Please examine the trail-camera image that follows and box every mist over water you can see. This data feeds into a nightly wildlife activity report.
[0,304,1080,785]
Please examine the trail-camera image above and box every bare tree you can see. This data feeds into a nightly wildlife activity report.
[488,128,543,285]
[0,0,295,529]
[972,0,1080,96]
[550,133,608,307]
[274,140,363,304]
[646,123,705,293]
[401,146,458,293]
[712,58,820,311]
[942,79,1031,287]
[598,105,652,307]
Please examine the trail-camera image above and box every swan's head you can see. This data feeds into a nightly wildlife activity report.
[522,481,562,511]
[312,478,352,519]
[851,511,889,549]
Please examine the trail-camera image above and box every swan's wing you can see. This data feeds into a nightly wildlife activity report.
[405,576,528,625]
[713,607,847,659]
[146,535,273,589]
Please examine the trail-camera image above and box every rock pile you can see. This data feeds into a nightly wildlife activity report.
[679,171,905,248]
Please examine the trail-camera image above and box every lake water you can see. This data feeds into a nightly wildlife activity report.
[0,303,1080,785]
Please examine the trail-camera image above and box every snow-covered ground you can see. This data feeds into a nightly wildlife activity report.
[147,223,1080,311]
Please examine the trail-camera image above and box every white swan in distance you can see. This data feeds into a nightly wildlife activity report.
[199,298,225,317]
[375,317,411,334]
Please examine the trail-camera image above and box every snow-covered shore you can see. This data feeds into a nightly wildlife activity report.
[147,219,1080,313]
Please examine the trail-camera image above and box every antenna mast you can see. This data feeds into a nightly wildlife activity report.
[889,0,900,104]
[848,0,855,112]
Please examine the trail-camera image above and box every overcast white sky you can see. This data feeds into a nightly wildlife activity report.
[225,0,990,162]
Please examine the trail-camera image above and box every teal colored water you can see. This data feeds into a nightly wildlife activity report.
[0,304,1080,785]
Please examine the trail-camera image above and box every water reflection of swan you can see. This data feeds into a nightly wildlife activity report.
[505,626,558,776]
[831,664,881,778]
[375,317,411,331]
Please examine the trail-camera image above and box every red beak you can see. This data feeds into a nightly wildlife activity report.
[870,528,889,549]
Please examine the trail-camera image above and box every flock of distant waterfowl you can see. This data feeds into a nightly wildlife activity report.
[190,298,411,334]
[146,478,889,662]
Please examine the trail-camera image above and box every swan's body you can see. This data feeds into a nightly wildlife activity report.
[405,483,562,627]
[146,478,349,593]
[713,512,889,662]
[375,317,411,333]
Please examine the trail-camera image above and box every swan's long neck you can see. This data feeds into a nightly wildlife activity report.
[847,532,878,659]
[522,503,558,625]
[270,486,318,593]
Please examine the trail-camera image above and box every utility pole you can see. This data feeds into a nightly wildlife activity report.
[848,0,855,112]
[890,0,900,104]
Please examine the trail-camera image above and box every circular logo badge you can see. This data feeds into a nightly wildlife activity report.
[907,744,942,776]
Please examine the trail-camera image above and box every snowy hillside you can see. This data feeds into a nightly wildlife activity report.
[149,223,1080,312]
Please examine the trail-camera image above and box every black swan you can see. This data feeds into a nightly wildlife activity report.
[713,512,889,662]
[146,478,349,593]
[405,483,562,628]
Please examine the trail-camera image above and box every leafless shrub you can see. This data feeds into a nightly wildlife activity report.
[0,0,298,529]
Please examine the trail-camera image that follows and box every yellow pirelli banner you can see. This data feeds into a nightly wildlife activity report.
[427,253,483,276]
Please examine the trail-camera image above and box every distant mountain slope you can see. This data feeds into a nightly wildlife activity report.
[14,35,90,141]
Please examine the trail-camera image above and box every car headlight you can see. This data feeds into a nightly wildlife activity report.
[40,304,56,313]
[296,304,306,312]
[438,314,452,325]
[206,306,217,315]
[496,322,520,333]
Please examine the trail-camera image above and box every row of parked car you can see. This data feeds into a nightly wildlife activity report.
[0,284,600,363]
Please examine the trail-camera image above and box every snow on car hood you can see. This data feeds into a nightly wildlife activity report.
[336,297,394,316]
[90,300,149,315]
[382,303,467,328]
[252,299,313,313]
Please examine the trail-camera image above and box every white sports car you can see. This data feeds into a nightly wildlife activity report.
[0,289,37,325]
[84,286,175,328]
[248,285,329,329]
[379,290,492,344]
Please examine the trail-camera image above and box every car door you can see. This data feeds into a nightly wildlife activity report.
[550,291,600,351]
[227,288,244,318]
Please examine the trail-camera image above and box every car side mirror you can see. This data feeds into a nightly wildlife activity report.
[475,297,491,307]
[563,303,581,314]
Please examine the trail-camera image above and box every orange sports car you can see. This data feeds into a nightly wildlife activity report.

Exercise aim: Reproduce each of the items above verbatim, in their original order.

The solution:
Please examine the trail-camera image that follows and box every mist over water you can see. This data feeds into a nightly wildlife activity report.
[0,304,1080,785]
Please examine the trail-camera image above and box every bare tree you can see. This data feeds into a nightly wildlife activity report.
[488,128,543,285]
[0,0,295,529]
[972,0,1080,96]
[550,133,608,307]
[274,140,363,304]
[646,123,705,293]
[401,146,458,293]
[712,58,820,311]
[942,79,1031,287]
[598,105,652,307]
Please examine the trail-camera image above and box every swan's head you can see. This data feeds into a nightly wildlife activity report.
[522,481,562,511]
[312,478,352,519]
[851,511,889,549]
Please examine the trail-camera image above and box every swan's wing you can see. This data feeds into a nightly wildlife activity report.
[405,576,528,625]
[713,607,847,659]
[146,535,273,589]
Please examine the trail-camera image above and box every rock pile you can see. This data feeds into a nightly wildlife activity report.
[679,171,905,248]
Please examine the trail-camera image above and box every lake water you can see. This data feeds into a nightly wildlife activity report.
[0,303,1080,785]
Please examine the trail-camera image above and box every snow-covered ground you can see. This data feeds into a nightly wildlife activity report.
[147,223,1080,311]
Please examine the trail-camera image above and box every white swan in distance you can see. This data feeds into a nightly wildlife activity report.
[199,298,225,317]
[375,317,411,334]
Please examine the trail-camera image above and box every snow-covered shore you can see. This data feeds into a nightly wildlife activity report.
[147,219,1080,313]
Please examine the trail-camera image above and box every antenna mast you can see. This data feeds into a nightly wildlife activity report.
[889,0,900,104]
[848,0,855,112]
Please examine the trail-camera image above and box every overcast white sky you can see. This data feeds into a nightly wildlife activity report.
[225,0,990,162]
Please examine the trail-camera image above and box every teal colored water you can see. This data feeds into a nightly wildlife activity report.
[0,304,1080,785]
Please examine the trail-camera image above and box every water reflection of swan you can see. This data feeds into a nightly wildlife activity report.
[505,626,558,776]
[831,664,881,778]
[375,317,411,331]
Please examine the trail-camera image above and box every red beak you can see. This data feeds into a nightly wildlife activity report.
[870,528,889,549]
Please examine the trail-camera image above and box every flock of distant waterfowl you can see. This data feeds into a nightly wildlife activity report.
[190,298,411,334]
[146,478,889,662]
Please examine the trail-camera image above and box every swan's body you can see. This data feeds into a nightly wildlife activity report.
[405,483,562,627]
[146,478,349,593]
[713,512,889,662]
[375,317,411,333]
Please examine the trail-camera image above and box every swan's long neck you can see. This data feeds into a nightly wildlife activity report.
[847,532,878,659]
[522,503,558,625]
[270,486,318,593]
Please examine the trail-camera image above and box every utility pole you can see. This data feeds into a nightly wildlife activity report.
[848,0,855,112]
[890,0,900,104]
Please examine the trail-camera image above and box every circular logo badge you can see. This data feeds into a nightly wildlife activity report.
[907,744,942,776]
Please examine the trail-camera image above and box every snowy hillside you can see. This data feeds into a nightly wildlife activity report.
[149,223,1080,312]
Please examine the trail-camera image above and box every black swan you can see. This data feeds into a nightly wildlife activity report.
[713,512,889,662]
[146,478,349,593]
[405,483,562,628]
Please examine the trail-camera image above and box every leafless shrub you can see. This data feeds into a nightly wildlife activity report.
[0,0,298,529]
Please examine the trail-camera image that follows and box every yellow pirelli banner you can see. This data feeds into a nightly wildlife activity report.
[427,253,483,276]
Please examine the trail-camera image above and box every distant mountain slope you can see. This data feeds into a nightly wildlife activity report.
[14,35,90,141]
Please examine the trail-camera image above and box every car headlight you can see. This data feeds into a nightly wildlife activity report.
[40,304,56,313]
[296,304,306,312]
[438,314,452,325]
[206,306,217,315]
[496,322,520,333]
Please examine the trail-camera image above and box every row of parked car you can see. This data feeds into a nightly wildlife activity report.
[0,284,600,363]
Please examine the trail-camera image above and box every snow on car hood you can see. This data feeds into a nightly wildlife activity report.
[336,297,394,316]
[90,300,149,315]
[382,303,467,328]
[252,299,313,313]
Please examine the trail-camera image above and box every white sports car you can see. This data feeds into a nightly wildlife activity report.
[0,289,37,325]
[84,286,175,328]
[248,285,329,329]
[379,290,492,344]
Please examine the trail-camera image above and box every car door you can see. This data feeds into a nightly wildlife activity report.
[550,291,600,351]
[227,288,244,318]
Please examine the trail-camera image above and box every car side mirror you can see. This data feeds into a nightly wildlife activity report.
[475,297,491,307]
[563,303,581,314]
Please examine the trail-camera image above and box every orange sports car you can see. This data feeds into a nightly wildlife activity report.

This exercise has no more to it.